*** Passage to read Section Begins ***

#PaperQA CLI Script Documentation

This documentation provides a comprehensive guide on how to use the provided PaperQA CLI script. The script is designed to process PDF documents, generate embeddings, and answer questions using OpenAI’s language models.

#Introduction

The PaperQA CLI script is a command-line tool that allows users to process PDF documents, generate embeddings, and answer questions using OpenAI’s language models. It supports various configurations and options to customize the processing and querying of documents.

#Prerequisites

Before using the script, ensure you have the following:

  • Python 3.7 or higher
  • Required Python packages: argparse, glob, json, pickle, sys, pathlib, typing, paperqa

#Installation

  1. Clone the repository or download the script.
  2. Install the required Python packages using pip:
pip3 install paperqa

Note: The other required packages (argparse, glob, json, pickle, sys, pathlib, typing) are part of the Python standard library and do not need to be installed separately.

*** Passage to read Section Ends ***

According to the PaperQA CLI documentation, what is the minimum Python version needed to use the script?

*** Information provided Section Begins ***

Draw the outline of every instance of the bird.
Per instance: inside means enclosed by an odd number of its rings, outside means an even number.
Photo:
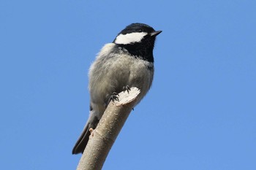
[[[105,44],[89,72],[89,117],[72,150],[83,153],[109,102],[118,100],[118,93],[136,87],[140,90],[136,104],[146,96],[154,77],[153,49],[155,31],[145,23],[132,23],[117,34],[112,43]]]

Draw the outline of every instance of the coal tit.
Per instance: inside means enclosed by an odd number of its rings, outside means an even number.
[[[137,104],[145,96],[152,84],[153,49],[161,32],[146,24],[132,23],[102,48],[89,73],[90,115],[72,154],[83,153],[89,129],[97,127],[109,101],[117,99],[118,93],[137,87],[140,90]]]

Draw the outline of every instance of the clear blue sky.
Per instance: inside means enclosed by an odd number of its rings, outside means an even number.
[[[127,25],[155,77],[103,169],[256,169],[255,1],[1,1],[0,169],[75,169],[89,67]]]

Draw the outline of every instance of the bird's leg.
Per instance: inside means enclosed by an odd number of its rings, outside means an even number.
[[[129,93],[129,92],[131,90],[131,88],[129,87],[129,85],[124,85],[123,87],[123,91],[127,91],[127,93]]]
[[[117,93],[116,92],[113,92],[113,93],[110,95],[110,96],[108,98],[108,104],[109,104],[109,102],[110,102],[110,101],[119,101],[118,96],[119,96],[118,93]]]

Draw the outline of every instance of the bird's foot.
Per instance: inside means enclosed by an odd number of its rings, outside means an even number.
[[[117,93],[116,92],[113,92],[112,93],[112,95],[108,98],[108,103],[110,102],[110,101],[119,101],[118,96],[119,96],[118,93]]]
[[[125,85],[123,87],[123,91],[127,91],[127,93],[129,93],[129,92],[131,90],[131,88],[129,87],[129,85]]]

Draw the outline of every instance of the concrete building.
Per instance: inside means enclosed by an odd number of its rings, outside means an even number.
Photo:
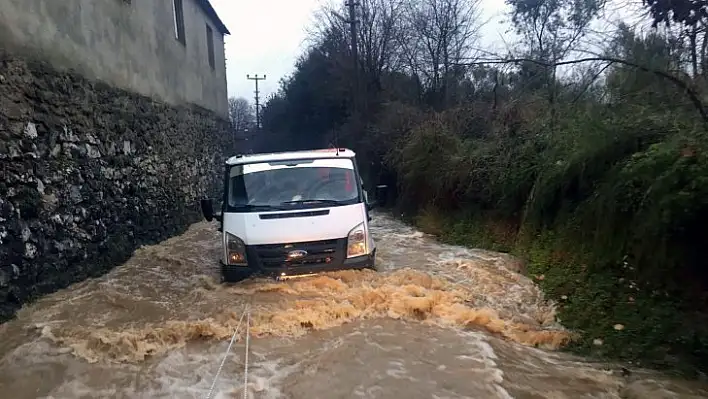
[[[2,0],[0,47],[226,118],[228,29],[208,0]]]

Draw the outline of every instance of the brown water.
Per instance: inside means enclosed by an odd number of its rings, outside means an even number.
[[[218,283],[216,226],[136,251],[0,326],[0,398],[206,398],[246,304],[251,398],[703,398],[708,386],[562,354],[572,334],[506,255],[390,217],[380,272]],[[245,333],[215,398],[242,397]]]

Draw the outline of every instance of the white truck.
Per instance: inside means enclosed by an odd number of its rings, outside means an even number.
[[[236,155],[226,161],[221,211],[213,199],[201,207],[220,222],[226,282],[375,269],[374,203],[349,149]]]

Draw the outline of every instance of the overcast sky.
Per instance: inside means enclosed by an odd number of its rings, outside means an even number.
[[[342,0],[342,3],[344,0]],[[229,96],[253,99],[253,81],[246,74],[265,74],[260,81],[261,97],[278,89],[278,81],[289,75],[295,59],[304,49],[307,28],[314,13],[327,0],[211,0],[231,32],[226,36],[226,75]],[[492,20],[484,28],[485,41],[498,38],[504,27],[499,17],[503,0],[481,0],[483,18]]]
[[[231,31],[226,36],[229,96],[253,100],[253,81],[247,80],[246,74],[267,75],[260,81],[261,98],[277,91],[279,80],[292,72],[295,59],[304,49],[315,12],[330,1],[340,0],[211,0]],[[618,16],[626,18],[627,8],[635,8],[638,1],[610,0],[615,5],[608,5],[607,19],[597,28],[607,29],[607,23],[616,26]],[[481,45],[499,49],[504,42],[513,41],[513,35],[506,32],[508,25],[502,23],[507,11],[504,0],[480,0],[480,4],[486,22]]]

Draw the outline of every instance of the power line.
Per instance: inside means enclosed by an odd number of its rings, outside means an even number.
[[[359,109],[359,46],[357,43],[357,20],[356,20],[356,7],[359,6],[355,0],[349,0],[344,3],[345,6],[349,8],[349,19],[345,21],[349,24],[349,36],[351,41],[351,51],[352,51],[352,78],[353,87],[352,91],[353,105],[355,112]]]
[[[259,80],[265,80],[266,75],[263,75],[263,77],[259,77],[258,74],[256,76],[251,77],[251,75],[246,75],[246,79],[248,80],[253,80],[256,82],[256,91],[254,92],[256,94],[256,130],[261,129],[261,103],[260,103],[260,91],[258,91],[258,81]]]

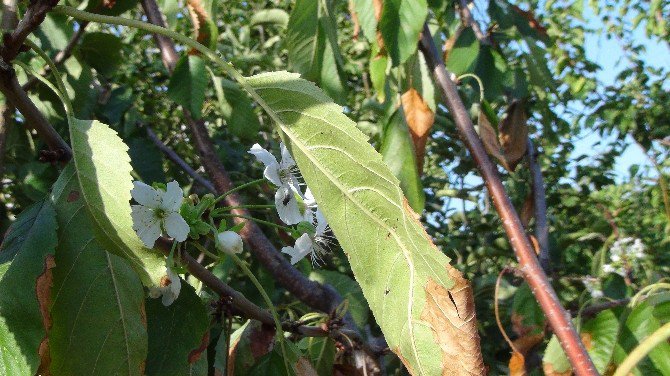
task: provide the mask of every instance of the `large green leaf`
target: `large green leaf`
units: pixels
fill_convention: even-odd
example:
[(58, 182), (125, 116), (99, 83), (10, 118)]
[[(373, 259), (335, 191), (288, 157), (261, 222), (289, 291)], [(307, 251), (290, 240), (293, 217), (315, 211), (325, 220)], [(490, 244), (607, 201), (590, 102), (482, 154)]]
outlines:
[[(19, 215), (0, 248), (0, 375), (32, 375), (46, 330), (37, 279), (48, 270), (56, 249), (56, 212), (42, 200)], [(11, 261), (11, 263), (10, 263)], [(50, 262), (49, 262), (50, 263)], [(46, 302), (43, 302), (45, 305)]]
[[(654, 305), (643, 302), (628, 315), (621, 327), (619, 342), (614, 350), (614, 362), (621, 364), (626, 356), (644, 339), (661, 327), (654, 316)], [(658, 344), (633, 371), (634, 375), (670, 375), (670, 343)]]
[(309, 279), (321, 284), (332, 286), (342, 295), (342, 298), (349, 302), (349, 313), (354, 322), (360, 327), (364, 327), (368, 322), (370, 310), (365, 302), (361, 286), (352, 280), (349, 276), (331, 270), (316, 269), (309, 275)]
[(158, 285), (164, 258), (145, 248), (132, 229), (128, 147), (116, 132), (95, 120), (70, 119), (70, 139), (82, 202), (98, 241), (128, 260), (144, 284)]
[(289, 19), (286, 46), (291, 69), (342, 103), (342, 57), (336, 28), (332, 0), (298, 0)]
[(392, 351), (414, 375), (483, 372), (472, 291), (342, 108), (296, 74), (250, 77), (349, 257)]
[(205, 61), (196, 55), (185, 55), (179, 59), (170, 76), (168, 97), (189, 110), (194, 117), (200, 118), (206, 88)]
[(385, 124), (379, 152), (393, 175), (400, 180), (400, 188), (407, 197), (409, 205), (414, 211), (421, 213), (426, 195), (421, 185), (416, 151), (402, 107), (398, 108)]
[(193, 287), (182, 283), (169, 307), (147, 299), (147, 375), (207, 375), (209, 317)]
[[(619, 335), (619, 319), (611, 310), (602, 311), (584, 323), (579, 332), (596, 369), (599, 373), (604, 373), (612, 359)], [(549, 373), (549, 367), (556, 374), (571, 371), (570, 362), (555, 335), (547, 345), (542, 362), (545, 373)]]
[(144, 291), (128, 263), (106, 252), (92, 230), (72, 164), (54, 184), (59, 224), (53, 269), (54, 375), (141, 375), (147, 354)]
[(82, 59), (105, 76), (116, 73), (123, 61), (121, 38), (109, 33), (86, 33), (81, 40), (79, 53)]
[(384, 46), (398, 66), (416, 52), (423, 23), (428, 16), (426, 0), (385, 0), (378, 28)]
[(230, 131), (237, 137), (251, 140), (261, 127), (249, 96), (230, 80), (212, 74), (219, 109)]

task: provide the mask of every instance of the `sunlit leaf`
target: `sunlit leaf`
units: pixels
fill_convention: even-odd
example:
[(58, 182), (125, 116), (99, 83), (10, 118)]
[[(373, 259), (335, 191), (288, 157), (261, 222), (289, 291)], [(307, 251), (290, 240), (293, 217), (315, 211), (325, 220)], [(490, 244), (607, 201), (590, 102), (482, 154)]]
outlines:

*** Information provided Section Ends ***

_Result for this exercise_. Python 3.7 or higher.